# Items:
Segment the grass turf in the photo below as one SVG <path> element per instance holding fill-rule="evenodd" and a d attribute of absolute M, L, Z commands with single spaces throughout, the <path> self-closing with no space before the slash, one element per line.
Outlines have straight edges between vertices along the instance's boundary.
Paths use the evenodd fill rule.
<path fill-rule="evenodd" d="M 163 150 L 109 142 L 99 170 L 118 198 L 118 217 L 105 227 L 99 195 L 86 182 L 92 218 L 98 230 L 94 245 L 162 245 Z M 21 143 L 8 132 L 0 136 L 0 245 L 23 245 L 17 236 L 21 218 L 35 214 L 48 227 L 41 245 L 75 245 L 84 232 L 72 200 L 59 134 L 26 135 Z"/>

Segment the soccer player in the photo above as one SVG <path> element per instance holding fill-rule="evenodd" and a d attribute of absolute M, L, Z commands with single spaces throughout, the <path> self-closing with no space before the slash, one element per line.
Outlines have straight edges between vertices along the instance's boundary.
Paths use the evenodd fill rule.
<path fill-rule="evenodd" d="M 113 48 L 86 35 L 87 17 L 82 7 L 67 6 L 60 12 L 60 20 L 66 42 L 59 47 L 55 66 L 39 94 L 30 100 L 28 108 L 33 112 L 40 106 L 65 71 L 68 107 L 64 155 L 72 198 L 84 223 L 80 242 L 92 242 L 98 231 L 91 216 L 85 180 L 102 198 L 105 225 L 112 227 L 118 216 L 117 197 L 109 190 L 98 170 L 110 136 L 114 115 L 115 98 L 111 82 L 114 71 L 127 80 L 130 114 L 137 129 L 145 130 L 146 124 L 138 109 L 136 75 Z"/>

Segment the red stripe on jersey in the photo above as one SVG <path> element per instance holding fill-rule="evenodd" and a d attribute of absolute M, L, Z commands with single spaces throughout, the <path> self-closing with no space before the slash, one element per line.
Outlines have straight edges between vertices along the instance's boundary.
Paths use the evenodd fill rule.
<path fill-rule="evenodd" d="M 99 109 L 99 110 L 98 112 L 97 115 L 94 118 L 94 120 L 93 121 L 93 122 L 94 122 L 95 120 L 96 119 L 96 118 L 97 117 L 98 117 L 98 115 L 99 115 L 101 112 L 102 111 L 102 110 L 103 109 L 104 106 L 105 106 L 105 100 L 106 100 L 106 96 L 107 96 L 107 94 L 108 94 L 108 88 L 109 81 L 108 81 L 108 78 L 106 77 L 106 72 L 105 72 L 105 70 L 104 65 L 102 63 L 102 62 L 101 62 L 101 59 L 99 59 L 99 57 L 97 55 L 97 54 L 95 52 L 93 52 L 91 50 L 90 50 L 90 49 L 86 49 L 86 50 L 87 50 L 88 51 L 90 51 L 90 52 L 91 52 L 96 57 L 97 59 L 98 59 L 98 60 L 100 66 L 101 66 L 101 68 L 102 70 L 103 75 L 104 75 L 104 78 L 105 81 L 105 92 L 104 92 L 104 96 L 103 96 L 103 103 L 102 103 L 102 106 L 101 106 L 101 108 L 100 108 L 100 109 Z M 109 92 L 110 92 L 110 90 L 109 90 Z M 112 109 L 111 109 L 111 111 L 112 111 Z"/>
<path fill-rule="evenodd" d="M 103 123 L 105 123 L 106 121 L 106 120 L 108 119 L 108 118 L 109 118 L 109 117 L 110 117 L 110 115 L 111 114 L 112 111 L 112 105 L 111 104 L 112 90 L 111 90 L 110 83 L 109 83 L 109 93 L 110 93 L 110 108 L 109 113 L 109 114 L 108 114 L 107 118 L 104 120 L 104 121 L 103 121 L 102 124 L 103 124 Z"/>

# Task prompt:
Copy all of the records above exactly as they are, line for line.

# The answer:
Segment the grass turf in the photo below as one SVG <path> element per instance holding fill-rule="evenodd" and a d attribute of absolute M, L, Z commands with single spaces throughout, the <path> self-closing with no space before the slash, one element per line.
Outlines have straight edges between vertices along the instance's boundary.
Paths use the evenodd fill rule.
<path fill-rule="evenodd" d="M 163 150 L 109 142 L 99 170 L 118 198 L 118 217 L 105 227 L 99 195 L 86 182 L 92 218 L 98 230 L 94 245 L 162 245 Z M 21 143 L 8 132 L 0 136 L 0 245 L 23 245 L 17 236 L 21 218 L 35 214 L 48 227 L 41 245 L 75 245 L 84 232 L 72 200 L 59 134 L 26 135 Z"/>

Segment the soccer player in the photo above as one SVG <path> element per instance holding fill-rule="evenodd" and a d attribute of absolute M, L, Z commands with single spaces throughout, the <path> self-closing with no space before the slash, one element per line.
Outlines have straight edges between vertices along the instance's boundary.
Paths use the evenodd fill rule.
<path fill-rule="evenodd" d="M 113 48 L 86 35 L 87 17 L 82 7 L 67 6 L 60 12 L 60 20 L 66 42 L 59 47 L 55 66 L 39 94 L 30 100 L 28 108 L 33 112 L 40 106 L 65 71 L 68 107 L 64 155 L 72 198 L 84 223 L 80 242 L 92 242 L 98 231 L 91 216 L 85 180 L 102 198 L 105 225 L 112 227 L 118 216 L 117 197 L 109 190 L 98 170 L 110 136 L 114 115 L 115 98 L 111 82 L 114 71 L 127 80 L 130 114 L 137 129 L 145 130 L 146 124 L 138 109 L 136 75 Z"/>

Segment the red stripe on jersey in the photo above as one SVG <path> element per instance holding fill-rule="evenodd" and a d attribute of absolute M, L, Z commands with single spaces throughout, the <path> self-closing with no space before the slash, one element per line.
Outlines have straight edges between vertices along the instance's boundary.
Paths use the evenodd fill rule.
<path fill-rule="evenodd" d="M 99 109 L 99 110 L 98 112 L 97 115 L 94 118 L 94 120 L 93 121 L 93 122 L 94 122 L 95 120 L 96 119 L 96 118 L 97 117 L 98 117 L 98 115 L 99 115 L 101 112 L 102 111 L 102 110 L 103 109 L 104 106 L 105 106 L 105 100 L 106 100 L 106 96 L 107 96 L 107 94 L 108 94 L 108 88 L 109 81 L 108 81 L 108 78 L 106 77 L 106 72 L 105 72 L 105 70 L 104 65 L 102 63 L 102 62 L 101 62 L 101 59 L 99 59 L 99 57 L 97 55 L 97 54 L 95 52 L 93 52 L 91 50 L 90 50 L 90 49 L 86 49 L 86 50 L 87 50 L 88 51 L 90 51 L 90 52 L 91 52 L 96 57 L 97 59 L 98 59 L 98 60 L 100 66 L 101 66 L 101 68 L 102 70 L 103 75 L 104 75 L 104 78 L 105 81 L 105 92 L 104 92 L 104 96 L 103 96 L 103 103 L 102 103 L 102 106 L 101 106 L 101 108 L 100 108 L 100 109 Z M 109 92 L 110 92 L 110 90 L 109 90 Z M 112 109 L 111 109 L 111 111 L 112 111 Z"/>
<path fill-rule="evenodd" d="M 103 123 L 105 123 L 106 121 L 106 120 L 108 119 L 108 118 L 109 118 L 109 117 L 110 117 L 110 115 L 111 114 L 112 111 L 112 105 L 111 104 L 112 90 L 111 90 L 110 83 L 109 83 L 109 93 L 110 93 L 110 108 L 109 113 L 109 114 L 108 114 L 107 118 L 104 120 L 104 121 L 103 121 L 102 124 L 103 124 Z"/>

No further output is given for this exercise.